Instructions to follow —
Reproduce each of the following lines word for word.

===== The data =====

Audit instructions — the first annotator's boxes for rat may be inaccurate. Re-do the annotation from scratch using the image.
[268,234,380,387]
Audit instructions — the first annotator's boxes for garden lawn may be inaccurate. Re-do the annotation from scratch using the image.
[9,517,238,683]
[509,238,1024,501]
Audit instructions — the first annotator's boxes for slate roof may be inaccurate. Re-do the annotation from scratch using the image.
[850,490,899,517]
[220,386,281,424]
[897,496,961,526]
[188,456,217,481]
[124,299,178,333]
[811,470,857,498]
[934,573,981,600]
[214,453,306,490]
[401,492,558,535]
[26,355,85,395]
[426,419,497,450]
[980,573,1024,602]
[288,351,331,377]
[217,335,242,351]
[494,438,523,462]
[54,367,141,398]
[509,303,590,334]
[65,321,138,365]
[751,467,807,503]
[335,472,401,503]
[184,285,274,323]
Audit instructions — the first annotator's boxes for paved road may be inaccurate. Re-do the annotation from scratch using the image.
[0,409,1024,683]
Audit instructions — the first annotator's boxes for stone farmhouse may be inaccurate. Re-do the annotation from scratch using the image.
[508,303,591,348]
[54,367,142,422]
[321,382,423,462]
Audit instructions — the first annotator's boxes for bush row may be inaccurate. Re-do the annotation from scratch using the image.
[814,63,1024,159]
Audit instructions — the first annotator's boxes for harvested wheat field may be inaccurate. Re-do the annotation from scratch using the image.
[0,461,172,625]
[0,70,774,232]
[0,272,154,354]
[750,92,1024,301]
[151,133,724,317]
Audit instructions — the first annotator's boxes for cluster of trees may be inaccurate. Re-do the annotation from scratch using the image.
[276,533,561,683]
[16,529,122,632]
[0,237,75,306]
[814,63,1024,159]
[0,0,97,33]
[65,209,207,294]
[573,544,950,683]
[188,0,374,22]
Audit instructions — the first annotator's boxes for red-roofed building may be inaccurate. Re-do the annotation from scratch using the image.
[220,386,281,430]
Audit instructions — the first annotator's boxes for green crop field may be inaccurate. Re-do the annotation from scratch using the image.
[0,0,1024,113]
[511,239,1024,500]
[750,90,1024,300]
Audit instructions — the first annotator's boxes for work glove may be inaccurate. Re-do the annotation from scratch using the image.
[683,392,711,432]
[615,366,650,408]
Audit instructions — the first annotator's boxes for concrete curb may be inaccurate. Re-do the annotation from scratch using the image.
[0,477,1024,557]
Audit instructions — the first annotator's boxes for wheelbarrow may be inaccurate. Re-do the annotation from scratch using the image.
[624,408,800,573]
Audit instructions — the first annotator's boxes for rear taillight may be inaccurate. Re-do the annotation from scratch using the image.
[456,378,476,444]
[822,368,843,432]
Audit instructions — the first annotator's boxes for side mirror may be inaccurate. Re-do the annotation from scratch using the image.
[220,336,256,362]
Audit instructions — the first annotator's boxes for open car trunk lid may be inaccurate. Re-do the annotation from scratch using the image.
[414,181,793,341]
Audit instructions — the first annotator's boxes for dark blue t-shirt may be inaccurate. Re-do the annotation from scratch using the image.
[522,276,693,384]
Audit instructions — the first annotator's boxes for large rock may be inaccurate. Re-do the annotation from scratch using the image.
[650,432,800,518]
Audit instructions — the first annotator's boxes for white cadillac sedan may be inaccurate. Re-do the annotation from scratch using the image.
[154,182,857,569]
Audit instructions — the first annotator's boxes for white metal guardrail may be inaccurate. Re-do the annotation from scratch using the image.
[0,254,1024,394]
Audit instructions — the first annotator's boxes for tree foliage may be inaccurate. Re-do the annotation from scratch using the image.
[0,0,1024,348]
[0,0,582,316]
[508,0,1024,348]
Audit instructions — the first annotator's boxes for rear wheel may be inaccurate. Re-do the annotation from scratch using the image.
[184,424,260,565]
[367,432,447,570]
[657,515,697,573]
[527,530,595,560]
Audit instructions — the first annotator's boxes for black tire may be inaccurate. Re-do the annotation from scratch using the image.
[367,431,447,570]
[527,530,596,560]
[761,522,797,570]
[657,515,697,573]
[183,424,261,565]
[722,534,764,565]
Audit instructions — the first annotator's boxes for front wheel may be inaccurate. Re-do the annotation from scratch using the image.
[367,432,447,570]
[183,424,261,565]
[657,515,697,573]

=====

Task answer —
Audit instructions — the first annotator's boxes for rat may be inaccurate. Re-do the annotation from scratch using the image.
[268,234,380,387]
Audit instructions — the first annotator's boxes for garden lawn may be inaccurate. Re-do the annotation from scratch using the image.
[9,517,238,683]
[509,238,1024,501]
Audit instructions — the first annotator's boxes for slate roof may be inaccurate. Re-do the annotation from scratch using the image.
[850,490,899,517]
[220,386,281,424]
[897,496,961,526]
[188,456,217,481]
[124,299,178,333]
[811,470,857,498]
[934,573,981,600]
[214,453,306,490]
[401,492,558,535]
[26,355,85,395]
[426,419,497,450]
[980,573,1024,602]
[288,351,331,377]
[217,335,242,351]
[494,438,523,462]
[54,367,141,398]
[509,303,590,334]
[65,321,138,365]
[751,467,807,503]
[335,472,401,503]
[184,285,274,323]
Audit instructions — the first annotator's boxes for paved road may be inaccurate. Re-do the annotation from scratch using the image.
[0,409,1024,683]
Audit instructions — the first annotator's boxes for stone farmhouse may be inaccurate. Re-do the annotation from scratch using the image.
[508,303,591,348]
[54,367,142,422]
[321,382,423,462]
Audit instructions — the first annotator's boxes for bush row may be inaccurate. Re-do the annotation from scratch using the image.
[814,63,1024,159]
Audit instructions — the first annotator's boxes for harvested wheat field may be inaccurate. Re-do the annotation from scratch using the image.
[0,461,172,625]
[0,70,774,232]
[0,272,154,354]
[750,92,1024,301]
[151,133,724,317]
Audit instructions — the first annotator's boxes for cluster of trees may be inaccurate. Re-do the annotation from scratch using the image.
[276,533,561,683]
[16,529,122,632]
[0,237,75,306]
[814,63,1024,159]
[0,0,97,33]
[65,209,207,294]
[573,544,950,683]
[188,0,374,22]
Audit instructions — the first annotator's boxes for red-roofed building may be inaccurate. Re-do the annotation from scratch using the image.
[220,386,281,430]
Audit instructions — the first annotator's boxes for green crop field may be inaccurate. Re-do the annotation from scratch using the image.
[0,0,1024,113]
[511,239,1024,500]
[750,90,1024,300]
Audit instructions — the first annotator's boxes for work glove may be inaccurate. Re-do the annotation from scratch using the image.
[683,392,711,432]
[615,366,650,408]
Audit instructions — the first annotator's boxes for concrete curb may be inaccurate. Re-do the annotation from scratch using the image.
[0,477,1024,557]
Audit instructions — the first annotator's boxes for wheelbarrow may be inaccurate. Re-do the annotation from scratch using the image.
[624,408,800,573]
Audit instructions — the first annotator's boxes for rear taillight may be inaccurate. Re-do the annotation from scratch using the image.
[456,378,476,444]
[822,368,843,432]
Audit instructions — the first annotator's boxes for side mirror may be inaccurate. Re-do the annotation from scratch using the image.
[220,336,256,362]
Audit instructions — the first annotator's boxes for open car trunk lid may be inaccurate. Re-do the annotation from scratch using the image.
[414,181,793,341]
Audit instructions — the first annotator's boxes for dark blue t-shirt may be inaccurate. Re-do the annotation from scratch using the image.
[522,276,693,384]
Audit instructions — the first annotator's boxes for large rock may be inaccurate. Re-do the annotation from scratch using the image.
[650,432,800,518]
Audit instructions — the first annotator's boxes for white cadillac sedan may be inaccurate. Re-do the annotation from scratch using the image.
[154,182,857,569]
Audit instructions — the first annotator's boxes for white metal guardrail may be inaccurate. Re-do the annotation from scratch using the image.
[0,254,1024,394]
Audit instructions — the first annotator's boxes for tree foliage may be inaccurate. Re-do the annotation from scratch using the image.
[0,0,1024,348]
[0,0,582,316]
[508,0,1024,348]
Audit instructions — the first annotator's boxes for rear wheel may be inaccurate. Re-do the annotation from scratch using the image.
[184,424,260,565]
[367,432,447,570]
[657,515,697,573]
[527,530,595,560]
Audit instructions — the first annotator's boxes for black tire may be inaccurate. Re-do the annotation from scratch using the image.
[367,431,447,570]
[527,530,596,560]
[761,522,797,570]
[657,515,697,573]
[183,424,261,565]
[722,534,764,565]
Audit instructions — the first annotator's boxes for front wheel may be inaccurate. Re-do the annotation from scratch using the image.
[367,432,447,570]
[183,424,261,565]
[657,515,697,573]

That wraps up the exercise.